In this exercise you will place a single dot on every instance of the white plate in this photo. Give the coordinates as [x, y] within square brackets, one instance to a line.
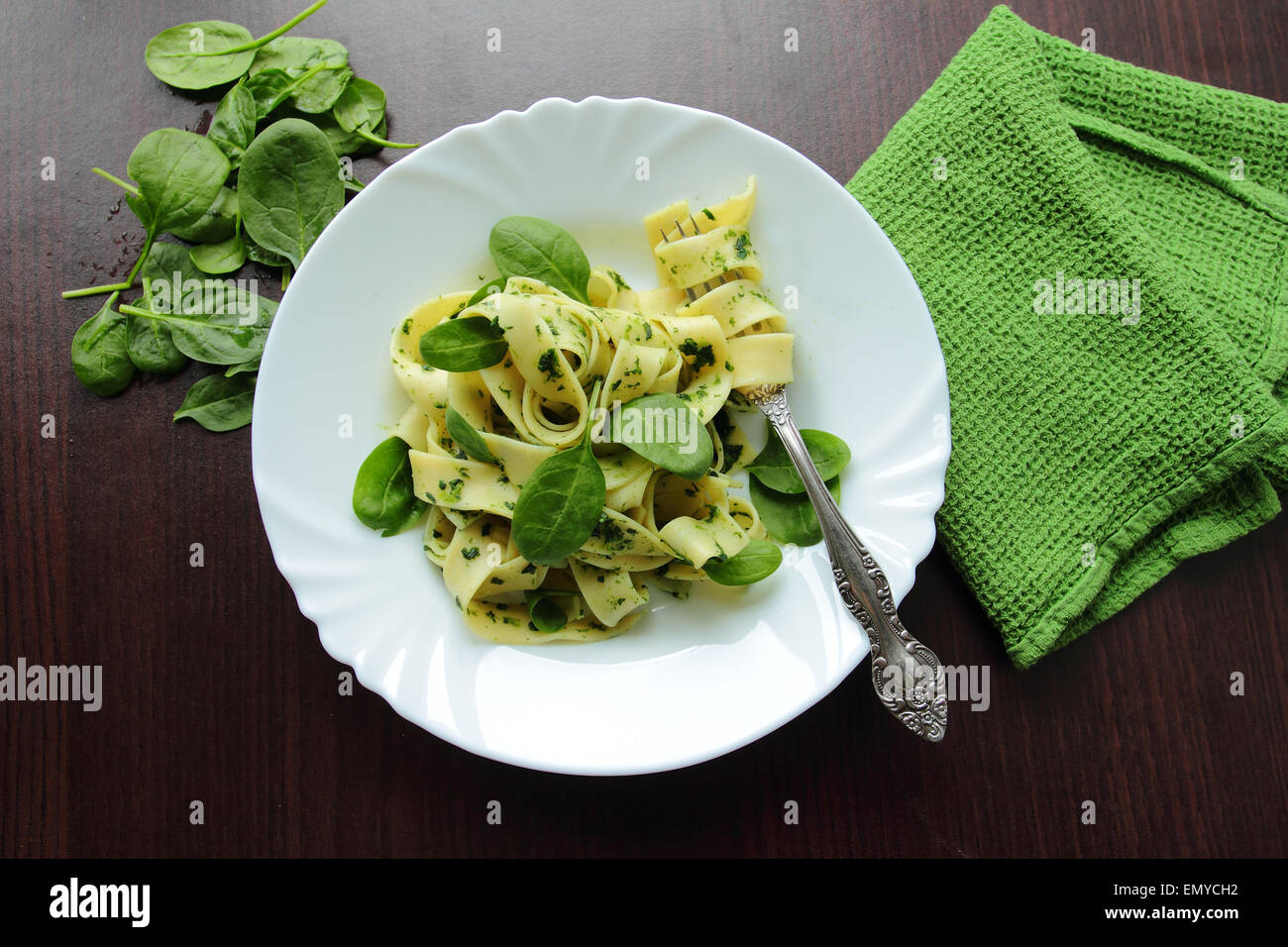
[694, 680]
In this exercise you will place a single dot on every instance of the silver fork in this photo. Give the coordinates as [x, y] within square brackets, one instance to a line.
[906, 674]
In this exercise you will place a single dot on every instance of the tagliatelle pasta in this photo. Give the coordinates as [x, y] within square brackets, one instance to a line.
[656, 528]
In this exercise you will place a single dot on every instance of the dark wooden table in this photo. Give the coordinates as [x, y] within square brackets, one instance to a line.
[217, 688]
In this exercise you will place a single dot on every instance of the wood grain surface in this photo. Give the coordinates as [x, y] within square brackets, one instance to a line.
[215, 686]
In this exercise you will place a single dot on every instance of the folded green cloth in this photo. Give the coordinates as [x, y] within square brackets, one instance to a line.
[1104, 431]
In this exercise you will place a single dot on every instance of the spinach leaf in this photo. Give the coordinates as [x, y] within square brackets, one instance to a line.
[384, 495]
[561, 502]
[218, 223]
[467, 438]
[181, 55]
[166, 263]
[254, 252]
[756, 561]
[664, 429]
[464, 344]
[290, 187]
[179, 176]
[99, 356]
[224, 257]
[218, 402]
[541, 250]
[790, 517]
[253, 365]
[270, 88]
[209, 52]
[296, 55]
[233, 124]
[231, 325]
[361, 110]
[545, 613]
[773, 468]
[149, 342]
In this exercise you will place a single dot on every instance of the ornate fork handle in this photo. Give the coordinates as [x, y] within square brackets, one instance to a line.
[906, 674]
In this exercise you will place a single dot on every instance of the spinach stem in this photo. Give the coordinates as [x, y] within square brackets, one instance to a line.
[110, 287]
[124, 184]
[381, 142]
[143, 256]
[95, 290]
[262, 40]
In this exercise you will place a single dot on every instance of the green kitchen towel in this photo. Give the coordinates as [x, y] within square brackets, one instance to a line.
[1103, 253]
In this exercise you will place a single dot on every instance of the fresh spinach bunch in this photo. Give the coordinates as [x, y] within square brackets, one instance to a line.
[209, 52]
[778, 492]
[259, 185]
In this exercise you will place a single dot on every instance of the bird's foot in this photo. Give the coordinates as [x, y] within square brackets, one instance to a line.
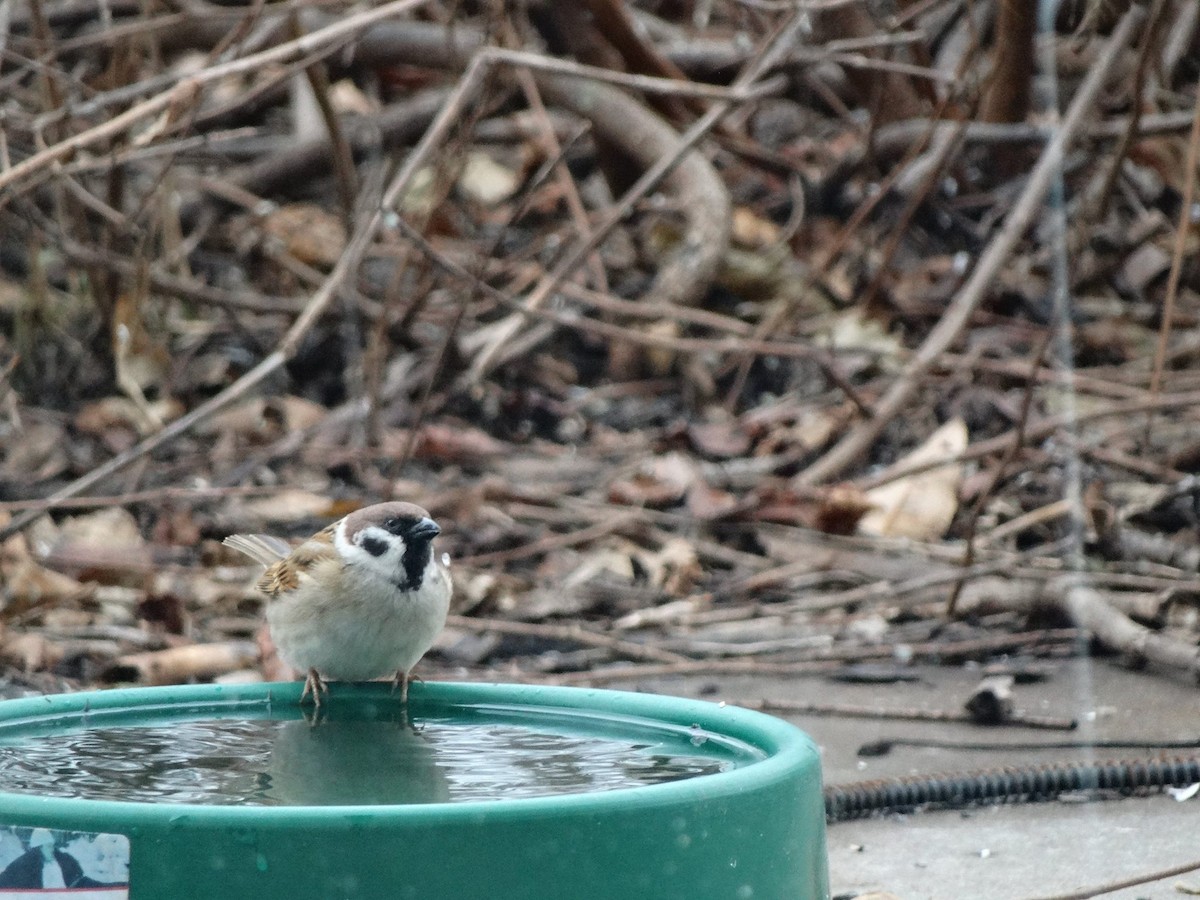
[313, 685]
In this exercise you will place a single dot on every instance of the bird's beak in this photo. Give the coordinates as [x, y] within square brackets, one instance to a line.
[426, 528]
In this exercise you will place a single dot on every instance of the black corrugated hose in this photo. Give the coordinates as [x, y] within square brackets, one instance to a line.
[1011, 784]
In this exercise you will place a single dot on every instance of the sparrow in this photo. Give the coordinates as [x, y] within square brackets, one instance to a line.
[358, 600]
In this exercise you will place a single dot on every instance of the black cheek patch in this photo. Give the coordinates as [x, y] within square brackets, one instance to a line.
[375, 546]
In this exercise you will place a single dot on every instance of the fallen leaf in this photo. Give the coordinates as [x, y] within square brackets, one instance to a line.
[486, 181]
[923, 505]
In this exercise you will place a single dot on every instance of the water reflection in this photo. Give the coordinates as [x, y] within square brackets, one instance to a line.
[355, 756]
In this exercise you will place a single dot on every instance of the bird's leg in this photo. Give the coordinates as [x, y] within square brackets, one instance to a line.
[315, 685]
[401, 681]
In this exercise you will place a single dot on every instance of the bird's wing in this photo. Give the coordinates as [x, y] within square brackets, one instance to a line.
[261, 547]
[285, 575]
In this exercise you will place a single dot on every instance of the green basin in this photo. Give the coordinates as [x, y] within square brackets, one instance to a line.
[754, 831]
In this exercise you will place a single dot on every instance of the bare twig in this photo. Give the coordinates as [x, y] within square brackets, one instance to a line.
[847, 450]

What the task requires.
Pictures are to be left out; the rest of the listing should be printed exactly.

Written solution.
In this exercise you will place a single dot on every instance of the white plate in this photo. Give the coordinates as [x, y] within square brackets, one instance to a line.
[694, 680]
In this exercise you will place a single dot on every instance of the silver fork in this photo. Give the coordinates as [x, y] within square brackets, one instance to a line.
[906, 674]
In this exercise you will place a single dot on every instance of the tagliatelle pasta in this photo. Give the coordinates as [x, y] within square brackets, one instance to a line.
[656, 528]
In this exercise you will place a single dot on every instance of the dark wooden table in this photo. Give the coordinates as [x, y] within square brackets, one instance to a line.
[217, 688]
In this exercise you will place a single dot on every instance of the wood grain surface in this photo. Give the coordinates as [x, y] within square brackets, one instance to a line.
[215, 686]
In this exercise you will place a single dot on every instance of the folded green cloth in this photo. Give the coordinates as [x, y] within square brackets, one instance to a line.
[1104, 431]
In this exercise you will place a single dot on every instance of the spinach leaf in this photo. Give the coordinates as [x, y] within square brackets, one instance to a line.
[384, 495]
[561, 502]
[218, 223]
[467, 438]
[181, 55]
[166, 263]
[254, 252]
[756, 561]
[664, 429]
[464, 344]
[290, 187]
[179, 176]
[99, 356]
[224, 257]
[218, 402]
[541, 250]
[790, 517]
[253, 365]
[270, 88]
[209, 52]
[296, 55]
[233, 124]
[231, 325]
[361, 110]
[545, 613]
[773, 468]
[149, 342]
In this exercise you will place a single dot on every instance of the ornate fork handle in this photo. Give the coordinates as [x, y] within square brackets, one instance to a line.
[906, 674]
In this exercise you will place a single dot on every instance of the spinach stem in this photo. Give the coordinates as [x, y] within square brackets, one instance to a line.
[110, 287]
[124, 184]
[381, 142]
[143, 256]
[95, 290]
[262, 40]
In this exercise you will place a single dot on every instance of the green kitchen towel in this photo. Give the coordinates as [x, y] within square brackets, one instance to a line.
[1103, 253]
In this exercise you will place a single dot on every instance of the fresh spinach bunch in this photo. Give the coordinates as [x, y] within square brackets, one instance to a line.
[209, 52]
[778, 492]
[259, 185]
In this exercise you will place a single dot on every instance of the bird's foot in this photo. Give the coordinates as [x, y] within square brackets, one instance to a line.
[313, 685]
In this exercise you will place a single dot on every instance of the bird's beak in this photo. Give the coordinates as [x, y] within square brackets, one instance to a line.
[426, 528]
In this exercise you will place a single dot on every instance of the black corrugated hose in this photo. Give the coordinates as [x, y] within square brackets, one instance to a line.
[1011, 784]
In this exercise you will place a single dot on every instance of the sparrow in this photo. Give the coordinates as [x, y] within square brackets, one instance to a line.
[358, 600]
In this exercise you will place a single dot on every instance of the black cheek patch in this photo. Give the coordinates as [x, y] within square brackets, one instance to a line.
[375, 546]
In this exercise you will place a single dot on every instance of the fallen leaf in this photo. Give the coordinates as [x, y] within square brackets, one instance to a line.
[486, 181]
[923, 505]
In this exercise you will place a single dot on every instance of the water reflection in this photo. Give the coordinates as [x, y] within square brackets, one instance to a line.
[355, 756]
In this exercise you will place a single dot on every instance of the bird's leg in this photo. Give the coordinates as [x, y] within square brackets, one instance to a line.
[315, 685]
[401, 681]
In this exercise you will place a single dot on every instance of the bird's wing in this photo. Give the coordinates as [x, y] within square brackets, one instance to a line.
[261, 547]
[285, 575]
In this exercise you will place a single dot on every instance of the green basin in this photo. Give the coordinates as [x, y] within square brackets, one instance to a line.
[754, 831]
In this exercise you will place a single dot on every instance of the bare twig in this photo. Give the coordinates as [x, y] within square brackets, one instance to a line.
[847, 450]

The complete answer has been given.